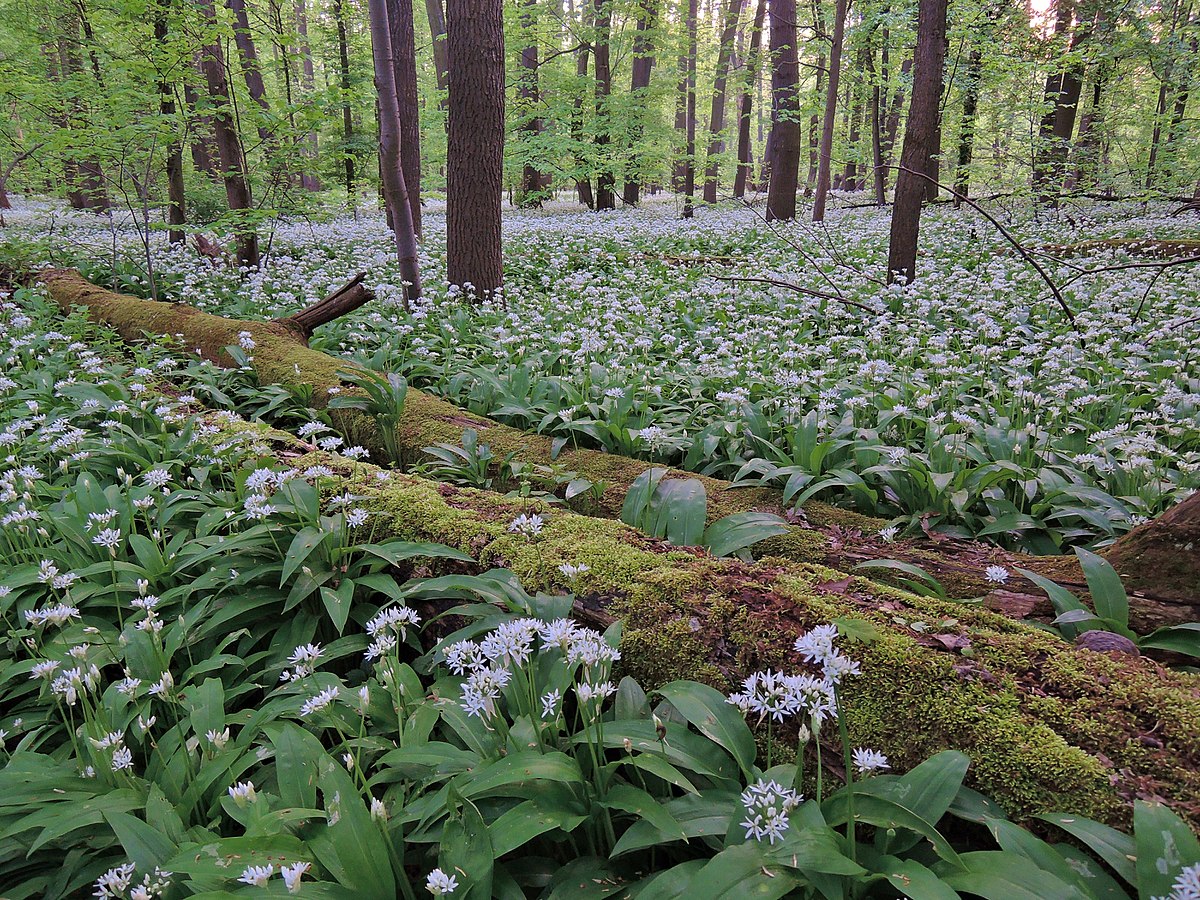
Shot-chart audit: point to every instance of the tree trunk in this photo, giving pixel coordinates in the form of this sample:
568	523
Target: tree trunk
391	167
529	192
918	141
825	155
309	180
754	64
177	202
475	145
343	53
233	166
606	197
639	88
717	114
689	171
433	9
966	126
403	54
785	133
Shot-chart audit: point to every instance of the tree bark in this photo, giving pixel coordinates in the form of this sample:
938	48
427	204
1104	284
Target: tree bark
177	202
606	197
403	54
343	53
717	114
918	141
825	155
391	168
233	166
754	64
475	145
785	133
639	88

***

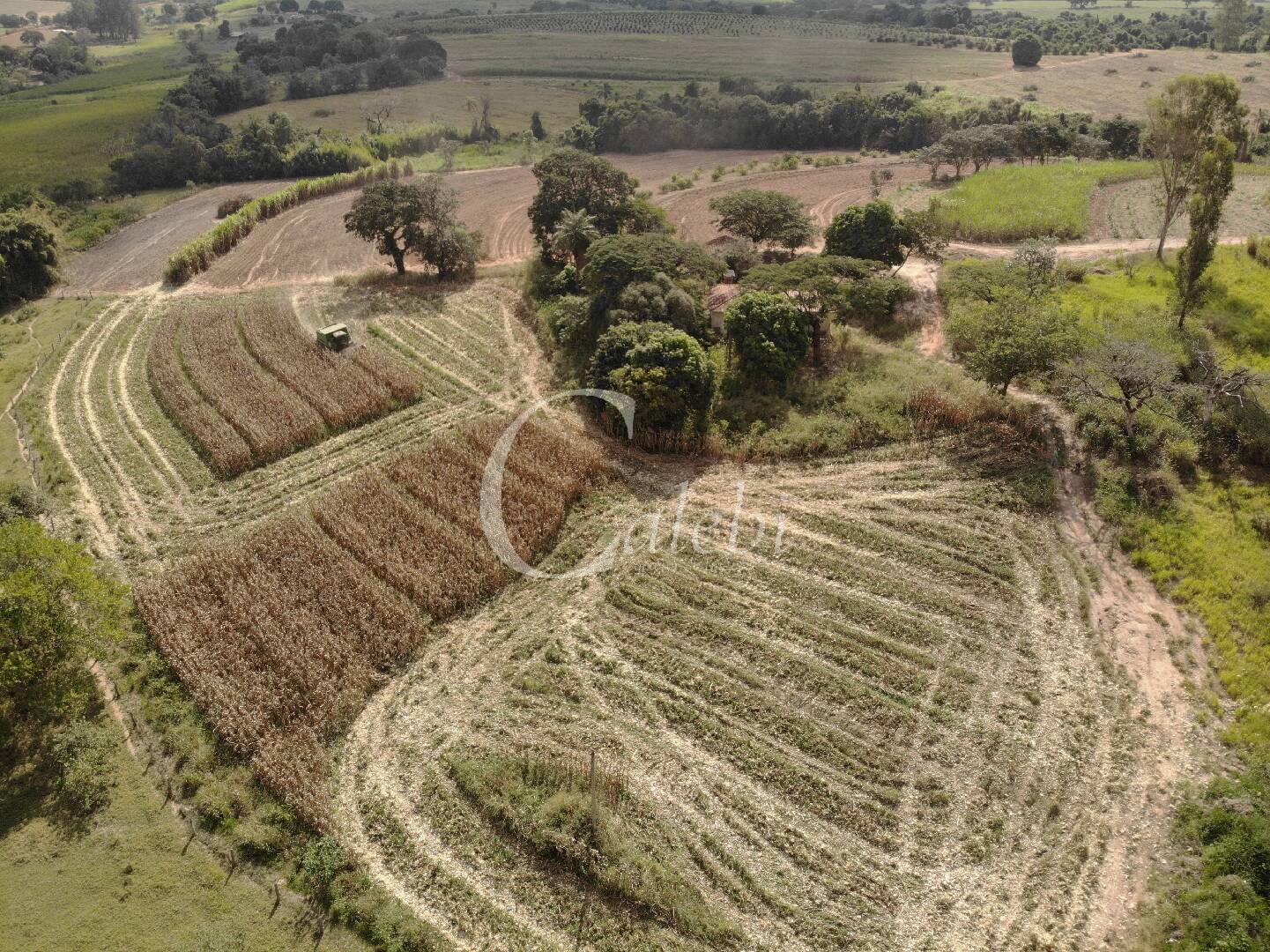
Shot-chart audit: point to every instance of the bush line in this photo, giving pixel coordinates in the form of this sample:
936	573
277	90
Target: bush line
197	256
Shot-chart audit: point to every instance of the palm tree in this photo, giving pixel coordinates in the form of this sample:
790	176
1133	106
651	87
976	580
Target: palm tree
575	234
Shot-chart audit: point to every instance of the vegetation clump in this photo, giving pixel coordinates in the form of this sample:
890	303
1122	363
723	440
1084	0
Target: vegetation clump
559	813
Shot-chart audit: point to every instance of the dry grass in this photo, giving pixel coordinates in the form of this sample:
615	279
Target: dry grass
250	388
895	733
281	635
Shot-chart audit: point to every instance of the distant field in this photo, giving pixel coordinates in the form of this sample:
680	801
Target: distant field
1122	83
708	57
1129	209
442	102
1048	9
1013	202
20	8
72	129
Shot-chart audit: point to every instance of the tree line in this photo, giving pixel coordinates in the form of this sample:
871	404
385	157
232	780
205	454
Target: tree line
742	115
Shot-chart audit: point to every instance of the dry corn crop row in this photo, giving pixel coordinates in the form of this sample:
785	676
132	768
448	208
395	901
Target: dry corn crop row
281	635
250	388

***

Which lines of the records contain the word "field"? List each of them in full, treating capital and lowercase letters as different.

Solution for this exercise:
Shot-chart audit: point to every instance of the distant field in this photo, giving pixel coordinates in the form of this sample:
Target: distant field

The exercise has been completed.